You're right, you don't want to go changing your data schema any time a new parameter comes up!
I've seen two ways of doing something like this. One, just have a "meta" text field, and format the value to define both the parameter and the value. Joomla! does this, for example, to track custom article properties. It looks like this:
ProductTable
id name meta
--------------------------------------------------------------------------
1 prod-a title:'a product title',desc:'a short description'
2 prod-b title:'second product',desc:'n/a'
3 prod-c title:'3rd product',desc:'please choose sm med or large'
Another way of handling this is to use additional tables, like this:
ProductTable
product_id name
-----------------------
1 prod-a
2 prod-b
3 prod-c
MetaParametersTable
meta_id name
--------------------
1 title
2 desc
ProductMetaMapping
product_id meta_id value
-------------------------------------
1 1 a product title
1 2 a short description
2 1 second product
2 2 n/a
3 1 3rd product
3 2 please choose sm med or large
In this case, a query will need to join the tables, but you can optimize the tables better, can query for independent meta without returning all parameters, etc.
Choosing between them will depend on complexity, whether data rows ever need to have differing meta, and how the data will be consumed.
The Key Value table is a good idea and it works much faster than the SQL Server 2005 XML indexes. I started the same type of solution with XML in a project and had to change it to a indexed Key Value table to gain performance. I think SQL Server 2008 XML Indexes are faster, but have not tried them yet.
The XML speed only factors in depending on the size of the data going into the xml column. We had a project that stuffed data into and processed data from an xml column. It was very fast.. until you hit around 64kb. 63KB and less took milliseconds to get the data out or insert into. 64KB and the operations jumped to a full minute. Go figure.
Other than that the main issue we had was complexity. Working with xml data in sql server is not for the faint of heart.
Regardless, your best bet is to have a table of name / value pairs tied to the entity in question. Then it's easy to support having entities with either different properties or dynamically adding / removing properties. This too has it's caveats. For example, if you have more than say 10 properties, then it will be much faster to do pivots in code.
There is also a pattern for this to consider -- called the observation pattern.
See similar questions/answers: one, two, three.
The pattern is described in Martin Fowler's book Analysis Patterns, essentially it is an OO pattern, but can be done in DB schema too.
"altering table columns later down the road will be costly and error-prone right?"
A "table column", as you name it, has exactly two properties : its name and its data type. Therefore, "altering a table column" can refer only to two things : altering the name or altering the data type.
Wanting to alter the name is indeed a costly and error-prone operation, but fortunately there should never be a genuine business need for it. If a certain established column seems somewhat inappropriate, with afterthought, and "it might have been given a better name", then it is still not the case that the business incurs losses from that fact! Just stick with the old name, even if with afterthought, it was poorly chosen.
Wanting to alter the data type is indeed a costly operation, susceptible to breaking business operations that were running smoothly, but fortunately it is quite rare that a user comes round to tell you that "hey, I know I told you this attribute had to be a Date, but guess what, I was wrong, it has to be a Float.". And other changes of the same nature, but more likely to occur (e.g. from shortint to integer or so), can be avoided by being cautious when defining the database.

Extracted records
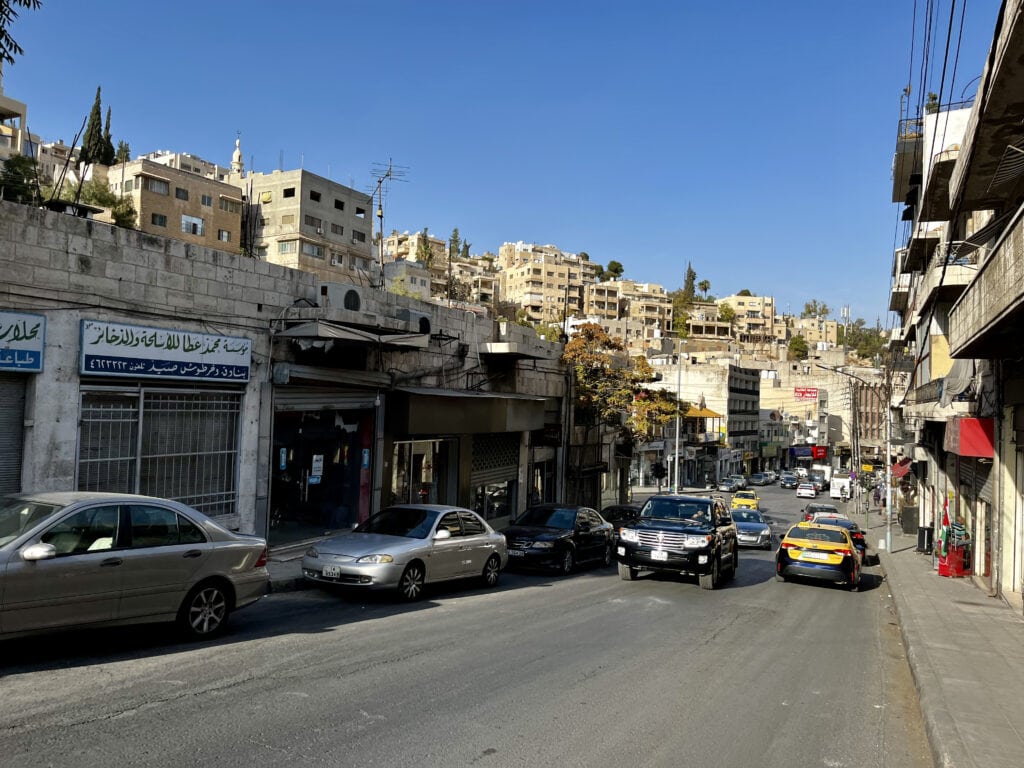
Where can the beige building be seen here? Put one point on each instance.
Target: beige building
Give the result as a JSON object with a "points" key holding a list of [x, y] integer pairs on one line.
{"points": [[180, 205], [543, 280]]}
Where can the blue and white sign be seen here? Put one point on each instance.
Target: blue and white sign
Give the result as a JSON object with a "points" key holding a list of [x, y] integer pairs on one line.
{"points": [[22, 340], [113, 349]]}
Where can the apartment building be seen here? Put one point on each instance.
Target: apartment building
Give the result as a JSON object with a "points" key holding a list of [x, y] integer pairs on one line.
{"points": [[178, 204], [305, 221], [639, 313], [546, 282]]}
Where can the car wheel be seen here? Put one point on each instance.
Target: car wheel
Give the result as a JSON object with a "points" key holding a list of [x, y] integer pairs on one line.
{"points": [[205, 610], [411, 584], [568, 563], [492, 571], [710, 581], [627, 573]]}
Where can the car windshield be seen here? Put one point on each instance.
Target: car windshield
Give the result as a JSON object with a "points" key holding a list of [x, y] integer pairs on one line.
{"points": [[19, 515], [548, 517], [677, 509], [412, 522], [747, 515]]}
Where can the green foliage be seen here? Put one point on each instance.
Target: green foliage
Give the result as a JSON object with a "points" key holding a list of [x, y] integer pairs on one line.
{"points": [[18, 179], [798, 348], [8, 47]]}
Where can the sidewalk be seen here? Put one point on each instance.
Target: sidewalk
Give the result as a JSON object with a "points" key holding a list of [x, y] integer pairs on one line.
{"points": [[966, 651]]}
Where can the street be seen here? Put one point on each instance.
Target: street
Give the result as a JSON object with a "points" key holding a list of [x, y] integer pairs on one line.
{"points": [[545, 671]]}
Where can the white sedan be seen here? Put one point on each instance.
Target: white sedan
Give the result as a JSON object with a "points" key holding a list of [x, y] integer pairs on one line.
{"points": [[807, 491]]}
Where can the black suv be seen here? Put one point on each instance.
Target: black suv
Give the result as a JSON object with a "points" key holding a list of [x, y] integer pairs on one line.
{"points": [[690, 535]]}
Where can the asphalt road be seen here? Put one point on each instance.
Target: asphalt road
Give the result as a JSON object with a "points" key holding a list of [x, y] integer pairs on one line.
{"points": [[582, 671]]}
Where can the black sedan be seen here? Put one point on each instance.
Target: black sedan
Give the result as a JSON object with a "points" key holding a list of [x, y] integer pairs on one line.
{"points": [[558, 537]]}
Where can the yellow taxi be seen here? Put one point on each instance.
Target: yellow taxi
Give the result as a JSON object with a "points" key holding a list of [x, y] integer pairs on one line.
{"points": [[745, 500], [818, 551]]}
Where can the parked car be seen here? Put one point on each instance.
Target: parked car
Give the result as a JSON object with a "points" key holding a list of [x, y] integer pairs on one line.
{"points": [[745, 500], [621, 514], [559, 537], [832, 518], [79, 558], [818, 552], [408, 546], [752, 528], [815, 508], [807, 491], [692, 535]]}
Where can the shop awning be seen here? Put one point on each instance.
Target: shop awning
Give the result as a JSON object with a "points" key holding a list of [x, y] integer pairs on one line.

**Objectives:**
- 1) In the thread on storing product parameters, which book describes the observation pattern?
- 2) Reproduce the thread word for word from "The pattern is" to "the data type.".
The records were drawn from a different source than the thread.

**Results for each task:**
- 1) Martin Fowler's book Analysis Patterns.

- 2)
The pattern is described in Martin Fowler's book Analysis Patterns, essentially it is an OO pattern, but can be done in DB schema too.
"altering table columns later down the road will be costly and error-prone right?"
A "table column", as you name it, has exactly two properties : its name and its data type. Therefore, "altering a table column" can refer only to two things : altering the name or altering the data type.